Task brief
Extract every line of the material that holds the string "road".
(Entries supplied)
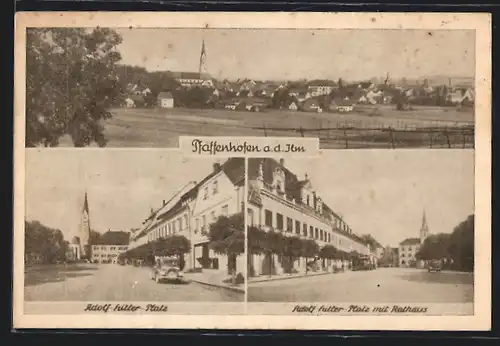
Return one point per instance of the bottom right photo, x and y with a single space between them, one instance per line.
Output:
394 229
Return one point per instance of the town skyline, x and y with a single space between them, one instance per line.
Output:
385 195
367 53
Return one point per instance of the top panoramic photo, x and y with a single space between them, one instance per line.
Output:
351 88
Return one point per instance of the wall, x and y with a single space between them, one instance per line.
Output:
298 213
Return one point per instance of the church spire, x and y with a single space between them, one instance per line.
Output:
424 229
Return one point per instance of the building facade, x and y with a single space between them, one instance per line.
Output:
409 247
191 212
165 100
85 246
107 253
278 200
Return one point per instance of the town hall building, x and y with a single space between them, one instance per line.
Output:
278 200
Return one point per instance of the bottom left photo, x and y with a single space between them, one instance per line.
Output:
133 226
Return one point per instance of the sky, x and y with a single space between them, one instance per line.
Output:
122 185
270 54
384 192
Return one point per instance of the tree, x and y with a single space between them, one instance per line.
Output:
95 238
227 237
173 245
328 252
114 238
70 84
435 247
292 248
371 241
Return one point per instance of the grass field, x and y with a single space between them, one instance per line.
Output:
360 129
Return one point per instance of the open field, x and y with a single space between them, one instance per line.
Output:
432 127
(End Entries supplied)
(Entries supplied)
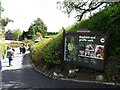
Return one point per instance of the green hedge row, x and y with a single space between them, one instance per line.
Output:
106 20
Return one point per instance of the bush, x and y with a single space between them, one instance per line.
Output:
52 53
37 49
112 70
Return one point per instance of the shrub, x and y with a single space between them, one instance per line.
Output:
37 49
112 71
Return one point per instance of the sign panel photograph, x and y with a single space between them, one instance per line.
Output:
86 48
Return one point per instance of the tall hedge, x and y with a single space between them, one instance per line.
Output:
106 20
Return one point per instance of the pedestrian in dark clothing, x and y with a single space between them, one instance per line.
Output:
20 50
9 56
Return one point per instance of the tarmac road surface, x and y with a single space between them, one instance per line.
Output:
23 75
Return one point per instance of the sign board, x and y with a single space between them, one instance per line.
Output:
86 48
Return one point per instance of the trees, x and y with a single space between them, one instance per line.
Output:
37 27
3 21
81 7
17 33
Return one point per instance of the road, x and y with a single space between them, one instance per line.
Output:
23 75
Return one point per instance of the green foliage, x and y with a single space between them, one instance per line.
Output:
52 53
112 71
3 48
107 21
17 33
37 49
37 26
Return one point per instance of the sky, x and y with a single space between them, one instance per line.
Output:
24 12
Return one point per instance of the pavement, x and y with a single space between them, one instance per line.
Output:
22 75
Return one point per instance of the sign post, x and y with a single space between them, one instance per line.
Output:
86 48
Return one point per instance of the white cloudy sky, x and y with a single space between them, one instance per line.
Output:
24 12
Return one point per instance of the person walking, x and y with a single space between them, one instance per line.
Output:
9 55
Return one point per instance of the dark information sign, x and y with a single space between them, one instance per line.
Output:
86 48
(End Entries supplied)
The answer
Return one point per instance of the tarmac road surface, x and y with a single space between them, one instance per line.
Return one point per instance of the road, x and y with a single space between them, one instance per line.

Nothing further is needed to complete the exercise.